[Part of a data file]

════

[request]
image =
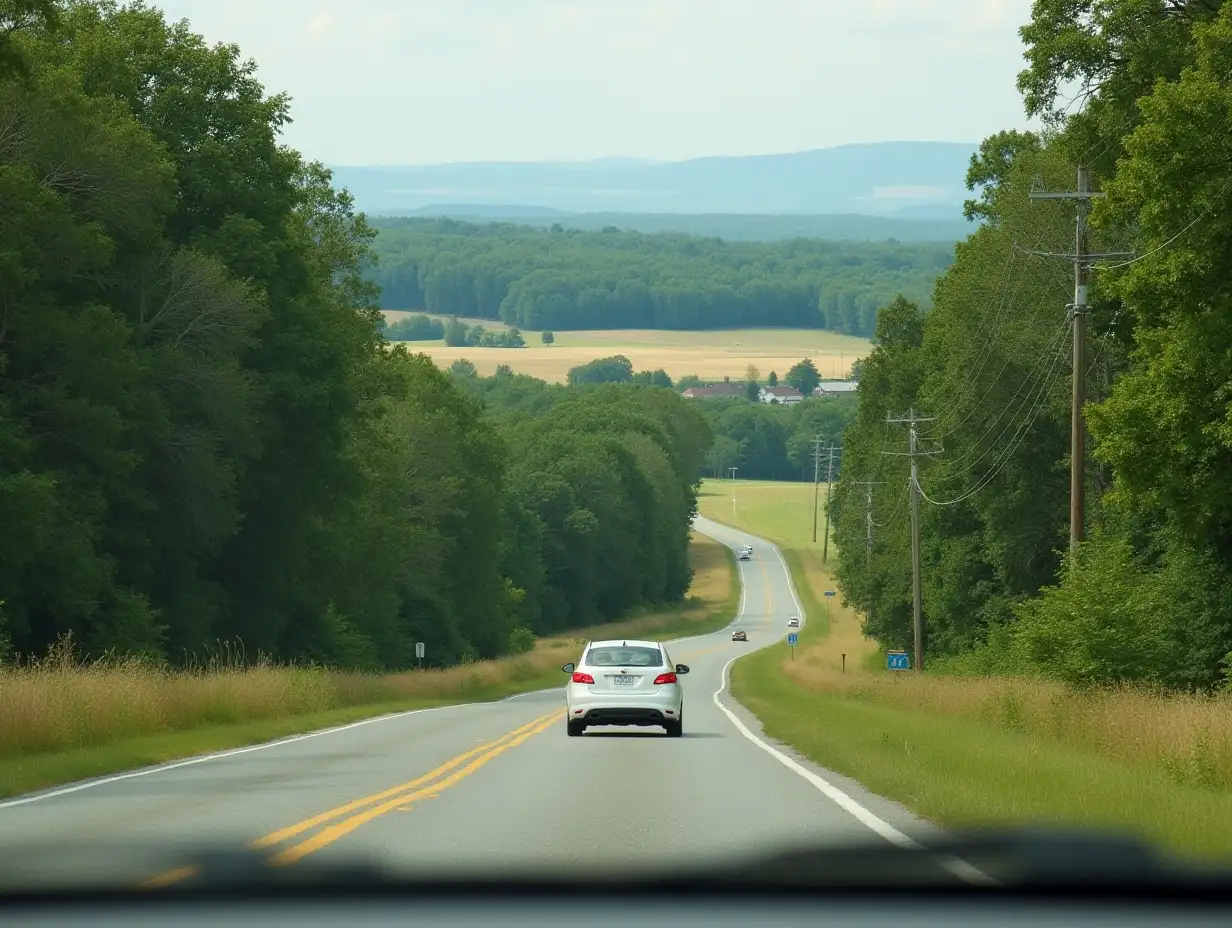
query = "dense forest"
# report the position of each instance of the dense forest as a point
(1147, 597)
(557, 279)
(203, 435)
(771, 441)
(736, 227)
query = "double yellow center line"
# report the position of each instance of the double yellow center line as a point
(343, 820)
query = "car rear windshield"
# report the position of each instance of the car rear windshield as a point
(624, 656)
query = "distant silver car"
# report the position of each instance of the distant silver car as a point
(625, 683)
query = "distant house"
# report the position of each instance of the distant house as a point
(835, 388)
(715, 391)
(782, 394)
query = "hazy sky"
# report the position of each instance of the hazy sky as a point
(423, 81)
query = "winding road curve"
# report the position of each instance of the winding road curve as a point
(494, 784)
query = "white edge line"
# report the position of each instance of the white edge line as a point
(879, 826)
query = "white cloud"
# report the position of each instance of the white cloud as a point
(320, 25)
(436, 80)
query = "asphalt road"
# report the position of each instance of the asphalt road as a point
(493, 785)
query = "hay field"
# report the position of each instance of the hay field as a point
(710, 354)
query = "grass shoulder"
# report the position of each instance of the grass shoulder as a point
(980, 752)
(64, 721)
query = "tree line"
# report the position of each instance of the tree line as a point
(567, 279)
(203, 434)
(1145, 598)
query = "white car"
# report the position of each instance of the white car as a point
(625, 683)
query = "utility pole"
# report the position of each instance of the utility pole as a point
(829, 482)
(817, 466)
(1077, 314)
(914, 487)
(867, 516)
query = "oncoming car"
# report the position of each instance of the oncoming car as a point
(625, 683)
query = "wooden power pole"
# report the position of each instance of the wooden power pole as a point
(913, 486)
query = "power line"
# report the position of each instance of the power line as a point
(911, 420)
(1078, 311)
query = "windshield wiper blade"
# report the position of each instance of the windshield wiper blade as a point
(1010, 859)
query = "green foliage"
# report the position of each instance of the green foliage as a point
(1145, 598)
(771, 441)
(205, 434)
(415, 327)
(539, 279)
(616, 369)
(803, 376)
(521, 640)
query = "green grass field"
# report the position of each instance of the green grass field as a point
(711, 354)
(64, 720)
(978, 752)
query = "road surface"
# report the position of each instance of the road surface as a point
(492, 785)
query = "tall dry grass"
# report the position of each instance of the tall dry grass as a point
(1185, 737)
(64, 701)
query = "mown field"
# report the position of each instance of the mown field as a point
(64, 719)
(978, 752)
(711, 354)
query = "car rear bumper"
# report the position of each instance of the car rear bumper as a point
(604, 709)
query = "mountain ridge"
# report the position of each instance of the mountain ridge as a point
(920, 179)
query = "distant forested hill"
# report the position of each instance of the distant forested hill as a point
(739, 227)
(557, 279)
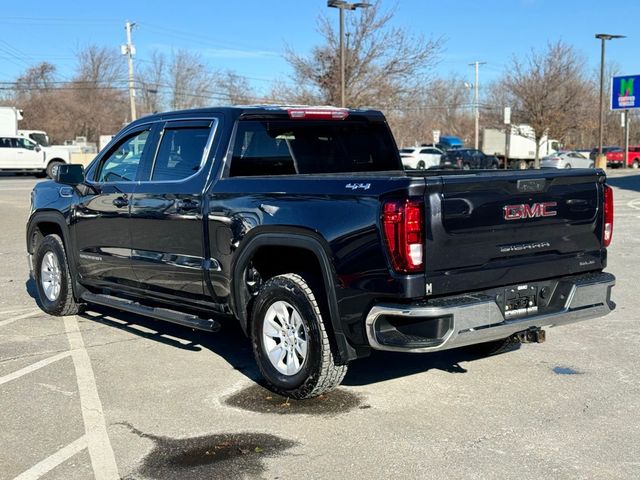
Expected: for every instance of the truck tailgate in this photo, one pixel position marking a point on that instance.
(487, 230)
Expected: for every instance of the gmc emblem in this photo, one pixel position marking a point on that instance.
(524, 211)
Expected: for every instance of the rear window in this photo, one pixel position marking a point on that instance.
(268, 147)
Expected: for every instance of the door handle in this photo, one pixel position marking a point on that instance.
(120, 202)
(187, 205)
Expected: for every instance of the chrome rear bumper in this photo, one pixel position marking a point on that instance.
(477, 318)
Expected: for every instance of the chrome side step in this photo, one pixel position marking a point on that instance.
(172, 316)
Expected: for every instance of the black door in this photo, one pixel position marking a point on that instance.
(167, 228)
(100, 221)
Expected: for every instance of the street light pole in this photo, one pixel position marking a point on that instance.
(342, 5)
(342, 62)
(130, 50)
(476, 102)
(603, 38)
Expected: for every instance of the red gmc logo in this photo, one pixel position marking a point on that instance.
(524, 211)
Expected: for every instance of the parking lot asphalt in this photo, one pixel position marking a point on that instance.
(111, 395)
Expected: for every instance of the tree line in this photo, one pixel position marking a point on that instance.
(386, 68)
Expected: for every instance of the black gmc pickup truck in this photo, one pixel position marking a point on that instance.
(301, 223)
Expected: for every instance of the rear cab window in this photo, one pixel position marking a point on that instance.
(288, 147)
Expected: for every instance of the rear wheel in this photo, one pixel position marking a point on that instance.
(53, 279)
(290, 341)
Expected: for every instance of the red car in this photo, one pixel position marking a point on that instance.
(615, 156)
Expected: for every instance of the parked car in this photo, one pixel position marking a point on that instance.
(615, 156)
(469, 158)
(605, 150)
(570, 159)
(23, 155)
(301, 225)
(449, 142)
(419, 158)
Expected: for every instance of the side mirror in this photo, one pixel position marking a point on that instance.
(69, 174)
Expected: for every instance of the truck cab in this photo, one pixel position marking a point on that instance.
(23, 155)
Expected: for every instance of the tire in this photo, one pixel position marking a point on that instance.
(495, 347)
(53, 279)
(53, 165)
(287, 300)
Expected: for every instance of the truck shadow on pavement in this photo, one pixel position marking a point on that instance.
(629, 182)
(234, 347)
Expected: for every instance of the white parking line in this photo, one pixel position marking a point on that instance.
(32, 313)
(102, 458)
(33, 367)
(51, 462)
(15, 310)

════

**Exercise description:** Rewrite the material from the line with "Expected: for every instance of the truck shadow" through the end of the material, requests included, multiplying every point coordinate in the answers by 1.5 and rounding to whole numbers, with halves rounded up. Give only these lines.

**Written answer:**
Expected: for every instance of the truck shadow on pavement in this photo, one pixel position marking a point on that instance.
(944, 273)
(351, 521)
Expected: for every instance of the white parking line in this photo, one pixel position marking a point on that instance.
(48, 470)
(153, 687)
(50, 551)
(77, 693)
(23, 465)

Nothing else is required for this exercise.